### Extrait
***

Indignation latine contre l'Europe
Humiliation, délit, manque de respect. La
presse sud-américaine se montre solidaire du président de la Bolivie, interdit
le 2 juillet de survoler l'espace aérien de quatre pays européens. Les journaux
affirment que l'incident ouvre une crise diplomatique entre les deux rives de
l'Atlantique.
La plupart
des présidents d'Amérique latine ont réagi de la même manière au blocage de
l'avion d'Evo Morales : ils se sont montrés solidaires avec leur homologue
bolivien et ont critiqué l'attitude des quatre pays européens concernés. C'est également le cas de la plupart des
journaux latinos qui montrent leur colère et leur indignation dans les éditos
et les analyses.

***

Extraits d'un jeu de données d'annotation par points
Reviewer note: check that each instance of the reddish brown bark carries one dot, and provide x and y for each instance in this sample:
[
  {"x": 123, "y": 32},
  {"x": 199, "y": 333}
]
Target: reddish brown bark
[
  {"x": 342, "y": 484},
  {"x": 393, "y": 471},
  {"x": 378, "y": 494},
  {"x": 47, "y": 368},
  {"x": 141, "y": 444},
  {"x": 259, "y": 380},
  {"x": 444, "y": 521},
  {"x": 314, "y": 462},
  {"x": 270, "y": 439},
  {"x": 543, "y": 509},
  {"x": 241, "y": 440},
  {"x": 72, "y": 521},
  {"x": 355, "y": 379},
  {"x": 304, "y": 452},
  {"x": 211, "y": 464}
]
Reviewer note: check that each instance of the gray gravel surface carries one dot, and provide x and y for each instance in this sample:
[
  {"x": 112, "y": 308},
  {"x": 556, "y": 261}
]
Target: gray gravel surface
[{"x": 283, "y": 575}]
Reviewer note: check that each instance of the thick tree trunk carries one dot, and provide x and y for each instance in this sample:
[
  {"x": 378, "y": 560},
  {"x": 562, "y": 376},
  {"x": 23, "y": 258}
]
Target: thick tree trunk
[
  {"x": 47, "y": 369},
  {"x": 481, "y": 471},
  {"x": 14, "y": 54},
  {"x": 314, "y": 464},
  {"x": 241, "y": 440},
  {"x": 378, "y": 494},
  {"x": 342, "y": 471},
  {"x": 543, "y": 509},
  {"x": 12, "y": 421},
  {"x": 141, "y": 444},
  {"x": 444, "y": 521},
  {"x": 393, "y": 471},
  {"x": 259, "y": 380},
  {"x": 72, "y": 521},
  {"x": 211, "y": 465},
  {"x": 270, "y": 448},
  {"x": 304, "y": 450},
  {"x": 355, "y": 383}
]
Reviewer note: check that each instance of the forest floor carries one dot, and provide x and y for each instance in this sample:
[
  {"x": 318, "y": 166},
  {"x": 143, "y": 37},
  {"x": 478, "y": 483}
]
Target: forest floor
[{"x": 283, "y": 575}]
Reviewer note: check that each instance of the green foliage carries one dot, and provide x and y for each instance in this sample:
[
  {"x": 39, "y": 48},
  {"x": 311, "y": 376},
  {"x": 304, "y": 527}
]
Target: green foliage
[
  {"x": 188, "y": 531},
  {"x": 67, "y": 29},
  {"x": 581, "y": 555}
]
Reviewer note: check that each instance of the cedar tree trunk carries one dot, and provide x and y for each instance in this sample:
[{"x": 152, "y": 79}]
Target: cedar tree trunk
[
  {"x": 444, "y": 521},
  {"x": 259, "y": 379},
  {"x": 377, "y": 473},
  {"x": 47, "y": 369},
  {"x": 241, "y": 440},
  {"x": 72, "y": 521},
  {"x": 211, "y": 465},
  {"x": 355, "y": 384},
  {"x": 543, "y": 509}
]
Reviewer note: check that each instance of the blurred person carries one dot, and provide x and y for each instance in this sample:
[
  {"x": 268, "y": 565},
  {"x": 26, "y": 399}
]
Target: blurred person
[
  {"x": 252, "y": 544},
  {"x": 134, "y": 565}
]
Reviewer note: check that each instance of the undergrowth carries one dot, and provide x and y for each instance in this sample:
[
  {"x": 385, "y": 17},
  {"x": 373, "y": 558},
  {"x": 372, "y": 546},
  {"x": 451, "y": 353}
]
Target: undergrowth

***

### Consigne
Prolongez l'article sur la réaction de la presse sud-américaine au blocage de l'avion d'Evo Morales, en reprenant après sa dernière phrase. La liste n'a aucun lien avec l'article.

### Réponse
Pour le journal
bolivien Página Siete, ce qui s'est passé le 2 juillet est "grave" et
"humiliant". Le fait que quatre pays européens cèdent aux pressions
de Washington met en évidence "le pouvoir incommensurable des Etats-Unis,
ainsi que le manque de dignité de certains gouvernements européens".
D'après le quotidien, cet incident va améliorer l'image d'Evo Morales, dont le
"gouvernement est très habile dans la gestion politique de ce genre de
crise".
La Prensa, quant
à elle, assure ne pouvoir qualifier cet acte que comme "sauvage et
barbare" et maintient qu'il s'agit d'"un attentat inacceptable pour
l'ensemble du peuple bolivien".
"Attention,
les masques tombent et les dents s'aiguisent", titre le journal équatorien
El Telégrafo dans l'une de ses colonnes
d'analyse. "Avec des pistolets à la main, comme des gangsters, ils [ces
pays européens] prétendent humilier les peuples qui ouvrent les portes à la
redistribution en démocratie", écrit le quotidien.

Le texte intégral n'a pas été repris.